PAGE TEXT:
+ + + +

By Dana C. Ayres
The game of life is like chess, you have to anticipate what’s coming from your opponent before you make a move in the direction towards victory. This is the thinking of Orrin Hudson, chess champion and founder of the Atlanta-based non-profit organization, Be Someone. Hudson is currently conducting an online fundraising campaign to bring his “Police Brutality Survival” workshops to Baltimore, Ferguson, Atlanta, and potentially other cities, according to blacknews.com.
Hudson will use his personal testimony as a former gang member to reach out to teens and to educate them about proper dealings with law enforcement. “The camp will tackle the very delicate issue of police brutality survival, the do’s and don’ts of safe police/citizen interaction, critical thinking to forecast the consequences of actions, and so much more,” says Hudson. The camp will be free to the public and is open to teens and their parents. It will kick off Saturday, May 30th in Lithonia, Georgia.
Hudson believes he can provide a unique perspective that most pundits and the well-intended often miss, and that is providing possible solutions to the problem of rampant and unchecked police brutality in the Black community. He will try to represent the viewpoints of the youth along with providing the viewpoint of the officers they may encounter. Once the young people have a clear understanding of what lies ahead, they can make moves according to this newly acquired knowledge. Just like the game of chess, the opponent’s position has to be understood in order for their moves to be anticipated in a given situation. However, the real question still remains as to the relevance of such a program in these hostile times. Quite frankly, it has been relevant for decades here in America.

+ + + +

Location labeling rows:
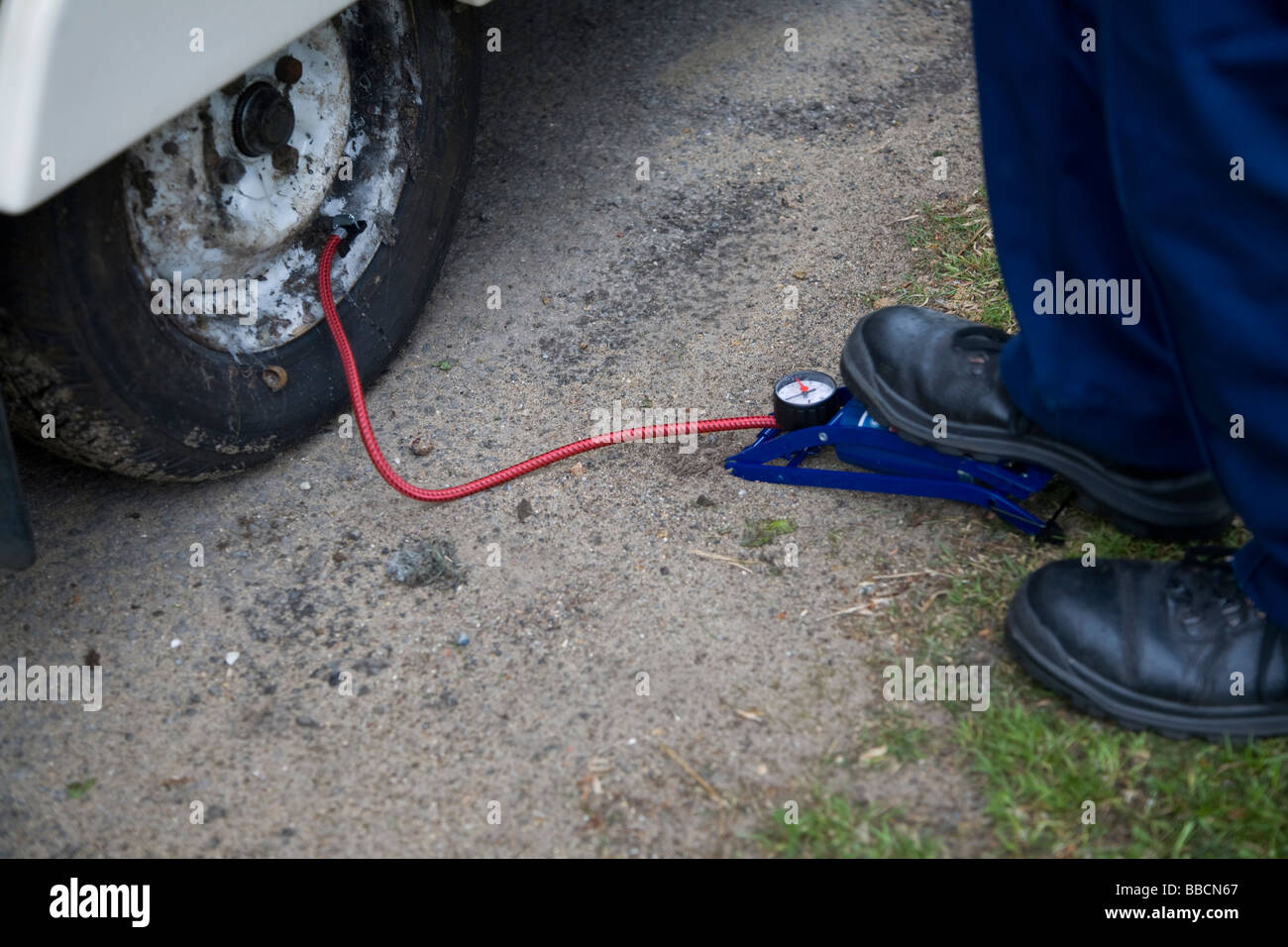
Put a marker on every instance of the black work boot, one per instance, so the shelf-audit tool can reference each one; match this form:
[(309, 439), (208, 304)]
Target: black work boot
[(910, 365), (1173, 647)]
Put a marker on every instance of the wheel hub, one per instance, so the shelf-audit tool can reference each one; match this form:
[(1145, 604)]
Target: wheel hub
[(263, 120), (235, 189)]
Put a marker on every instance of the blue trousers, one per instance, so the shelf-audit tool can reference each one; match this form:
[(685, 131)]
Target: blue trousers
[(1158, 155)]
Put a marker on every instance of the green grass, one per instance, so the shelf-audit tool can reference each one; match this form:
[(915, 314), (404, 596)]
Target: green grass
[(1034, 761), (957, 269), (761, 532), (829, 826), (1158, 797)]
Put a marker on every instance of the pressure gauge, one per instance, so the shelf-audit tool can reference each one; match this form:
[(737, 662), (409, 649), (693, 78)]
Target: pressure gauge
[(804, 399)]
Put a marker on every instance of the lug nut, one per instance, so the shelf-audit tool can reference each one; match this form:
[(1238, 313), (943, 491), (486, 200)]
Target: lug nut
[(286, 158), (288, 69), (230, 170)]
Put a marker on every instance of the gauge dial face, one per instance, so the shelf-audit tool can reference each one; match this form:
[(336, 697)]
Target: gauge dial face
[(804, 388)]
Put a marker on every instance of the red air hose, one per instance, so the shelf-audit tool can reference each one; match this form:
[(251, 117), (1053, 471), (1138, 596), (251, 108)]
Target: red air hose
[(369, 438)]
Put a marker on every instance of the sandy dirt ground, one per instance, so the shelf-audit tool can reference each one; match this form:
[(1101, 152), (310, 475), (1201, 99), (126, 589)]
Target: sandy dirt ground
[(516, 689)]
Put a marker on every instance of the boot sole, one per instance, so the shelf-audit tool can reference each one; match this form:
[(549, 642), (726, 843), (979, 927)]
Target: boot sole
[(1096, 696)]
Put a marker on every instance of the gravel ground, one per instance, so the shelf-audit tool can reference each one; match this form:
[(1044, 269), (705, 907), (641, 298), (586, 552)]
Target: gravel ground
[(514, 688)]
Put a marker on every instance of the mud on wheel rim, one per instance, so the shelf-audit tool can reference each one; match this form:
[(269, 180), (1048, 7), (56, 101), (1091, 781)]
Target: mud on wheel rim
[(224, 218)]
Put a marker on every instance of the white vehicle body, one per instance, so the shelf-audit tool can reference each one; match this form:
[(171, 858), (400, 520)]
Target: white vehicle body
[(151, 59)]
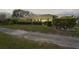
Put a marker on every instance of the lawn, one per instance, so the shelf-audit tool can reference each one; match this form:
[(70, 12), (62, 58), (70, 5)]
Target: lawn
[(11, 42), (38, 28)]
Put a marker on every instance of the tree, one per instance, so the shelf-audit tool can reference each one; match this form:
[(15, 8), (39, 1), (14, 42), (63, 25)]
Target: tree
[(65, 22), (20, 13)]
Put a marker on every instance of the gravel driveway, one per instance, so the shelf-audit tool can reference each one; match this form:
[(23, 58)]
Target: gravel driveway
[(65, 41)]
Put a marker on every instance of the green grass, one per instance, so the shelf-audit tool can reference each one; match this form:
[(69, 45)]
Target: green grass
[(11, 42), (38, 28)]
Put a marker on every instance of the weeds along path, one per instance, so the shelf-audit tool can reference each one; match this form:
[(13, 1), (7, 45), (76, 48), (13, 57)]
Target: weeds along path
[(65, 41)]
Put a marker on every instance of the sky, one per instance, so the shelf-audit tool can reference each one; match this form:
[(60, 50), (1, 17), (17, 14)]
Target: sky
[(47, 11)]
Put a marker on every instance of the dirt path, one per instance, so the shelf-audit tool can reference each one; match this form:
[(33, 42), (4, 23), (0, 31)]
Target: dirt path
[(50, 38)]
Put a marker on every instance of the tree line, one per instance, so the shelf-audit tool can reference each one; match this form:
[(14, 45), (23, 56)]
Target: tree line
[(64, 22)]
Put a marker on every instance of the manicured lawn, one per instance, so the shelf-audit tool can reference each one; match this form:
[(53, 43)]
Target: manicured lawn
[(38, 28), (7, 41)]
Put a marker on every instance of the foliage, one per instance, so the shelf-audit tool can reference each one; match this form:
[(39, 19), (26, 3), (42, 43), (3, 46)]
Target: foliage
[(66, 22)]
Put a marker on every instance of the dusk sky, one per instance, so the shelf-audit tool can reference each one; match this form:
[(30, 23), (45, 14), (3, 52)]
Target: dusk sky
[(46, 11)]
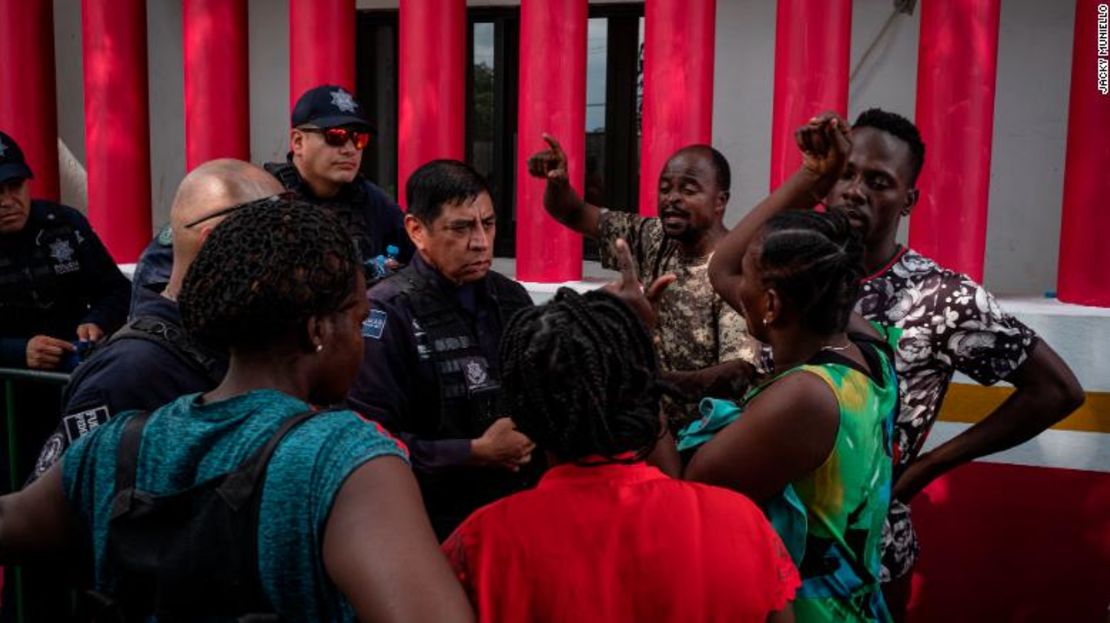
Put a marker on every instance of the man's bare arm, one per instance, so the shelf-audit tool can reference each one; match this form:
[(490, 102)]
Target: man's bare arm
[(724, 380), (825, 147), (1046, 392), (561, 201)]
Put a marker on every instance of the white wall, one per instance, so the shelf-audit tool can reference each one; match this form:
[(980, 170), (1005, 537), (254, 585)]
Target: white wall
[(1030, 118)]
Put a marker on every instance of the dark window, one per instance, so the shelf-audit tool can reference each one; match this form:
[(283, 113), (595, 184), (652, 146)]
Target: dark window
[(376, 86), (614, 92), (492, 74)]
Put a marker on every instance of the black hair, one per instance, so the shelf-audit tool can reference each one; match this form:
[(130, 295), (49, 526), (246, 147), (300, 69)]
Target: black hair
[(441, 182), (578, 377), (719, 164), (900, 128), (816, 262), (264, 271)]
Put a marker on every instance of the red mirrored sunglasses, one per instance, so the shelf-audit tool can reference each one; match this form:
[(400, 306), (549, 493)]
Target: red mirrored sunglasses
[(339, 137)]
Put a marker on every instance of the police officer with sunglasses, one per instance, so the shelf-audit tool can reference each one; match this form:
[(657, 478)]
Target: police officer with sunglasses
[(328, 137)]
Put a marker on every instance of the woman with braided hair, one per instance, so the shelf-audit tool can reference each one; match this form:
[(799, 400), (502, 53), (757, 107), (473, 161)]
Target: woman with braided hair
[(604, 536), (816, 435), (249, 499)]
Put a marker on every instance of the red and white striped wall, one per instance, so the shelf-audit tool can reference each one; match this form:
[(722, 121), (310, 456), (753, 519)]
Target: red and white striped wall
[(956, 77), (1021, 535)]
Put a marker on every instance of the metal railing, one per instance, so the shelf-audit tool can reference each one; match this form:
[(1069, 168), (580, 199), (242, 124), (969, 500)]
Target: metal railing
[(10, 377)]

+ + + +

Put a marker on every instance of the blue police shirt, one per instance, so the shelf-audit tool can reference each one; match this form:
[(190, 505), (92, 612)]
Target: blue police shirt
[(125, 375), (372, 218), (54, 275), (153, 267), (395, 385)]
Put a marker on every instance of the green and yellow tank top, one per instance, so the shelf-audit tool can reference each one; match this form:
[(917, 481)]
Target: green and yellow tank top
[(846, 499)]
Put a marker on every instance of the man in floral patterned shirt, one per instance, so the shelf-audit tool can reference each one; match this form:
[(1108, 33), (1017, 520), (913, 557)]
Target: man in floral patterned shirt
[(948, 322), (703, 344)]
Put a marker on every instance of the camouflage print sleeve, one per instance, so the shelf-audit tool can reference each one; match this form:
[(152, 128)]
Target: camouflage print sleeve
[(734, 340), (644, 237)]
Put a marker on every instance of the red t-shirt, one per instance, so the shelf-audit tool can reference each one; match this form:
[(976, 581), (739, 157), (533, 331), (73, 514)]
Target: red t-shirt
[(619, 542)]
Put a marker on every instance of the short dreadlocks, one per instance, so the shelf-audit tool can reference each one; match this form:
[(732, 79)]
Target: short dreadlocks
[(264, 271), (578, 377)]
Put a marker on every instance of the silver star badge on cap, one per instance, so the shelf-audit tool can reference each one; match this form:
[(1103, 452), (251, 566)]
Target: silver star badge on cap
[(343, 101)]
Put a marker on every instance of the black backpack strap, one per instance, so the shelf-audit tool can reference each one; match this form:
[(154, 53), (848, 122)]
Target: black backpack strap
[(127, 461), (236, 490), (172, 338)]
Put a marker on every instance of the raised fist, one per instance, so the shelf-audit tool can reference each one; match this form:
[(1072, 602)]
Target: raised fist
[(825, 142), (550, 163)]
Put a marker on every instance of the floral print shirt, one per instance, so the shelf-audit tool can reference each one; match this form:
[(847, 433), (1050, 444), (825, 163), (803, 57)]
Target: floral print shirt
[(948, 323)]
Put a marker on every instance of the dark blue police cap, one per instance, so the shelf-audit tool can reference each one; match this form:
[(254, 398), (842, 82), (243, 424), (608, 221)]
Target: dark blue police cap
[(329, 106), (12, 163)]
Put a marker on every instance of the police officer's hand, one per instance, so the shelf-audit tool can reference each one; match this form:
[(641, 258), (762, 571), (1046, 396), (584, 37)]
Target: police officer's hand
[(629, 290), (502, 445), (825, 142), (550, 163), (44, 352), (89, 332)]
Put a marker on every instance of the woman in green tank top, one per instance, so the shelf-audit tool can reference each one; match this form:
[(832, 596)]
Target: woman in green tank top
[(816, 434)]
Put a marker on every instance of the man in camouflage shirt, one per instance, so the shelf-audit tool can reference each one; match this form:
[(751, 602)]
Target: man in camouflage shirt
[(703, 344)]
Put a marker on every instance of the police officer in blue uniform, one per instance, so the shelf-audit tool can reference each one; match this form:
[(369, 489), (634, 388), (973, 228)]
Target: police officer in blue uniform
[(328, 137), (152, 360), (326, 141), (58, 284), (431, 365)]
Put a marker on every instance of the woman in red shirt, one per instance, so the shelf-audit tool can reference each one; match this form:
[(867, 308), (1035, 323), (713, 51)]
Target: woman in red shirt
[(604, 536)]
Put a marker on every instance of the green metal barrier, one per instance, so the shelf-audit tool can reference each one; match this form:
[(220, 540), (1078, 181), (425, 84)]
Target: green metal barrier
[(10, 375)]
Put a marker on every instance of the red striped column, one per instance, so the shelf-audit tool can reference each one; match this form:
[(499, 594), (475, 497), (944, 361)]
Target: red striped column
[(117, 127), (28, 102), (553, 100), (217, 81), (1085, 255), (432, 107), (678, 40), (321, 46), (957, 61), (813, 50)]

+ + + +

REQUIRED WORK:
a. According to the article, where and on what date will the camp kick off?
b. In the rows, start at the line containing "Put a marker on every instance of the foliage, one" and end with the line containing "[(1030, 118)]". Turn those lines into a JSON list of strings, one string per line, skipping blank lines and leaving out the picture lines.

IN RESPONSE:
a. It will kick off Saturday, May 30th in Lithonia, Georgia.

b.
[
  "Put a marker on every instance of the foliage, one per instance, so the shelf-audit tool can reference each one; match this form:",
  "[(39, 19), (26, 3), (42, 43), (3, 46)]",
  "Target: foliage",
  "[(66, 22)]",
  "Put a marker on every instance of the dusk sky, one per instance, so the shelf-audit tool can reference each one; match this form:",
  "[(30, 23), (45, 14), (3, 52)]",
  "Target: dusk sky",
  "[(46, 11)]",
  "Put a marker on every instance of the man's bare arm, one per instance, so the shelf-audit tool can reference each one; match this form:",
  "[(490, 102)]",
  "Target: man's bare arm",
  "[(724, 380), (825, 147), (1046, 392), (561, 201)]",
  "Put a marker on every instance of the white wall, one per instance, so the shelf-audit tool can reference each one; match this form:",
  "[(980, 170), (1005, 537), (254, 585)]",
  "Target: white wall",
  "[(1030, 118)]"
]